→ **Goal**
Format every line of the listing below as a JSON list of strings, one string per line, skipping blank lines and leaving out the pictures.

□ □ □

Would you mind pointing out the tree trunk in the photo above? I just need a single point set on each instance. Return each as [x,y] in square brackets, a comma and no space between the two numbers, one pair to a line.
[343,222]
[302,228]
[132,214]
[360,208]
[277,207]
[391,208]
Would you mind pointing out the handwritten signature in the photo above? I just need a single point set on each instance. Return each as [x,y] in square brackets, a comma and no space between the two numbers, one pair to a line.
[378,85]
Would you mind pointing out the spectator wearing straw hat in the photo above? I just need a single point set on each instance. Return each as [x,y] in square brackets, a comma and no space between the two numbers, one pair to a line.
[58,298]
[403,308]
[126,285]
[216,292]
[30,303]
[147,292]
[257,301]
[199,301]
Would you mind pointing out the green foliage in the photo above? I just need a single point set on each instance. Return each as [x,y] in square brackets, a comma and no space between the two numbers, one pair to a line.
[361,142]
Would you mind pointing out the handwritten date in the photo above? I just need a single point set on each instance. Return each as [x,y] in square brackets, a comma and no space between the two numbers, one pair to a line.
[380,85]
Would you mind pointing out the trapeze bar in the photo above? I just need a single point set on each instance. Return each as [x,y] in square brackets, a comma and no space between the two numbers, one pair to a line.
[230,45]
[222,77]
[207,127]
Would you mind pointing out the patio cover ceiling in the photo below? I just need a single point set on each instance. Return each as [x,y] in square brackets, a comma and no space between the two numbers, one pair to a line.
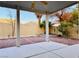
[52,6]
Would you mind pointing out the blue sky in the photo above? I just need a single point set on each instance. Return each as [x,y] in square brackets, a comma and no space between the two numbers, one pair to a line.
[25,16]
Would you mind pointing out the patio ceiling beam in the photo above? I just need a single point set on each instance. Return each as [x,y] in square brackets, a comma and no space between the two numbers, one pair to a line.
[18,27]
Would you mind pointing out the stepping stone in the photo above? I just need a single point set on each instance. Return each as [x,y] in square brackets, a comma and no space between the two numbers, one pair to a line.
[51,45]
[47,55]
[69,52]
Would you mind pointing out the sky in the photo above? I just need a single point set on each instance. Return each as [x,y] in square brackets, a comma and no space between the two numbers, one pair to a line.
[25,16]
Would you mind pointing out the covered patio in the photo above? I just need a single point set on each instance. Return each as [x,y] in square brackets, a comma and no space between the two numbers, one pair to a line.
[44,46]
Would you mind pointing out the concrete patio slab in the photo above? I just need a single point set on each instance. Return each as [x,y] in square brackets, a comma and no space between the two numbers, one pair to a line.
[47,55]
[27,51]
[20,52]
[51,45]
[69,52]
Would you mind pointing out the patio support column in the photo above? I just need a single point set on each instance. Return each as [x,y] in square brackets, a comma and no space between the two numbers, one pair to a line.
[47,28]
[18,27]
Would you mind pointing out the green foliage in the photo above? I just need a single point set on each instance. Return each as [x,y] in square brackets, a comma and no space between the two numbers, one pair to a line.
[75,19]
[63,28]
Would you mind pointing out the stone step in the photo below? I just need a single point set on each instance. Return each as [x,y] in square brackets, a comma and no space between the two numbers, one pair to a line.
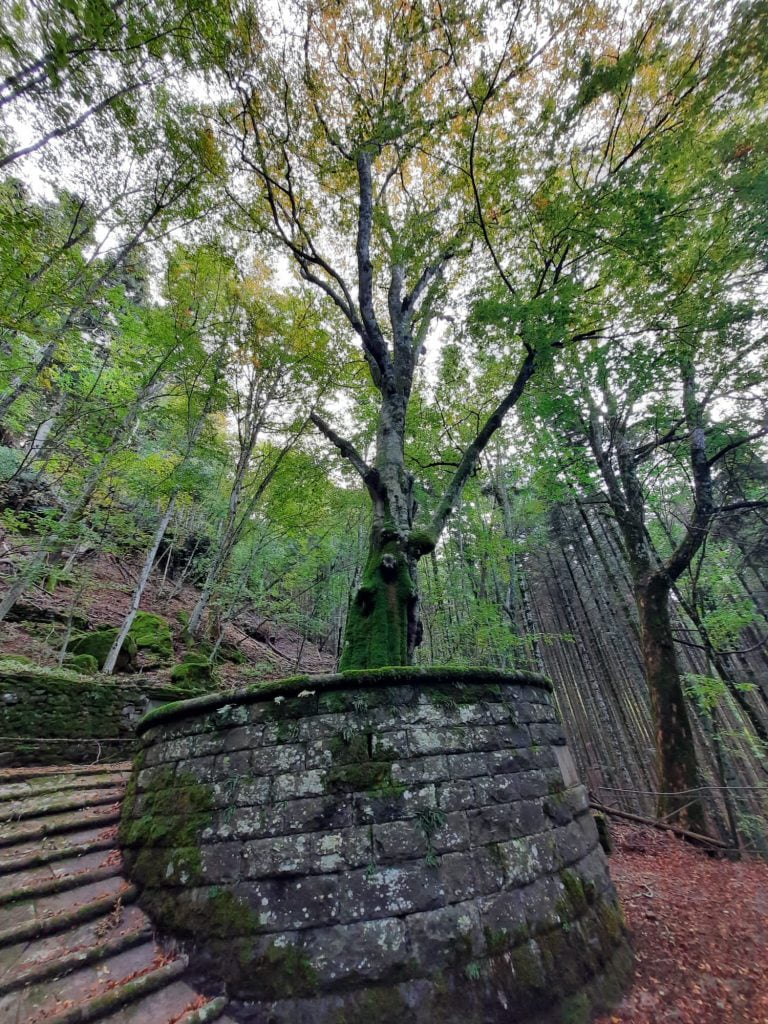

□ □ □

→ **Answer for the task**
[
  "Would you mind pointing out the tree trunk in the photo above? I just need a single point set on each instance. Return each as [x,y] in square brackets, a comma and no space between the two numbers, one pair to a line.",
  "[343,222]",
  "[302,228]",
  "[132,214]",
  "[360,208]",
  "[277,207]",
  "[391,208]",
  "Would you mind pointing out the handwritten signature in the photo above? I just need a single point set on each instance. Return each as [x,y] in square brackets, a comma and no space between the two numbers, one pair to a line.",
  "[378,85]",
  "Would you mind pointing out the spectator wearing straw hat in the photo above? I just need a single point set on each instance. Return each as [x,y] in square brackets, a comma and no space between the two numbers, one pair to a line.",
  "[58,298]",
  "[403,308]",
  "[126,285]",
  "[216,292]",
  "[30,303]",
  "[147,292]",
  "[257,301]",
  "[199,301]",
  "Would you mind pointing out the green foliage in the photo above? I just need a single point set on each instance. Return each as [x,y] in square brackets, a comma and no space between the two numbers, one pair to a line.",
  "[361,142]",
  "Would you mind pointing out the handwritten date in the photo above? I just need a single point set on each instance. Return each as [x,y] in square brackets, a comma and no space between the two numbers, one pair to a line.",
  "[380,85]",
  "Would you mind pointing out the trapeze bar in the photo above? I just need a single point set on each instance. Return each as [x,y] in square brackets, a comma and no space between the two numbers, one pair to a line.",
  "[230,45]",
  "[222,77]",
  "[207,127]",
  "Would you mind pointing out the patio cover ceiling in the photo below? I just need a single point set on each instance. Return each as [x,y] in square brackets, a comma and no space between the two numbers, one pair to a line.",
  "[52,6]",
  "Would you mind pointing out the blue sky in the photo above? I just need a single point set on each instance. Return each as [x,y] in square brackets, a comma and no space between the two numbers, one pair to a line.",
  "[25,16]",
  "Would you mind pointing out the patio ceiling beam in the photo above? I just need a single point set on each instance. Return each as [x,y] in square brackets, a comma and no space between the two numbers, one pair to a line.",
  "[18,27]",
  "Would you mind pointing out the stepping stone in the photo above? I just need a single point set on each instance. Return each as [x,y] in square brackets, a comma and no space between the two numbers, one pair to a line.",
  "[51,45]",
  "[47,55]",
  "[69,52]",
  "Would you mind pointing out the sky in the photo above? I just need a single point set on each instance. Return each as [x,y] in square brackets, a comma and no space between the two numbers, one pair to a line.",
  "[25,16]",
  "Would you mind pointing out the covered patio in the photo above? I just need a single point set on each instance. Return each as [x,y] in square brackets, a comma and no space between the two numbers, one pair to a line.",
  "[44,46]",
  "Would you mind pointing out the concrete patio slab in the photo above? I just need a single point set on each instance. Return each as [x,y] in square brackets, a comma and no space between the two numbers, one pair to a line.",
  "[47,55]",
  "[27,51]",
  "[20,52]",
  "[51,45]",
  "[69,52]",
  "Would you mind pointing out the patio support column in the photo above? I just need a single point set on each instance. Return each as [x,y] in square brackets, a comma and no space between the two numbers, one pair to a line.",
  "[47,28]",
  "[18,27]",
  "Would you mind pointing out the green foliage in the photo above? I just need a single point set on each instance. Return each as [x,y] in square brackets, a comma and no space between the two numbers, one pair to a line.",
  "[75,19]",
  "[63,28]",
  "Would you mind pointing out the stone step in the photo below? I just need a single point set on each instance. Return each as [x,y] in square brackets, a comma and no space between the two numbers, one pair to a line."
]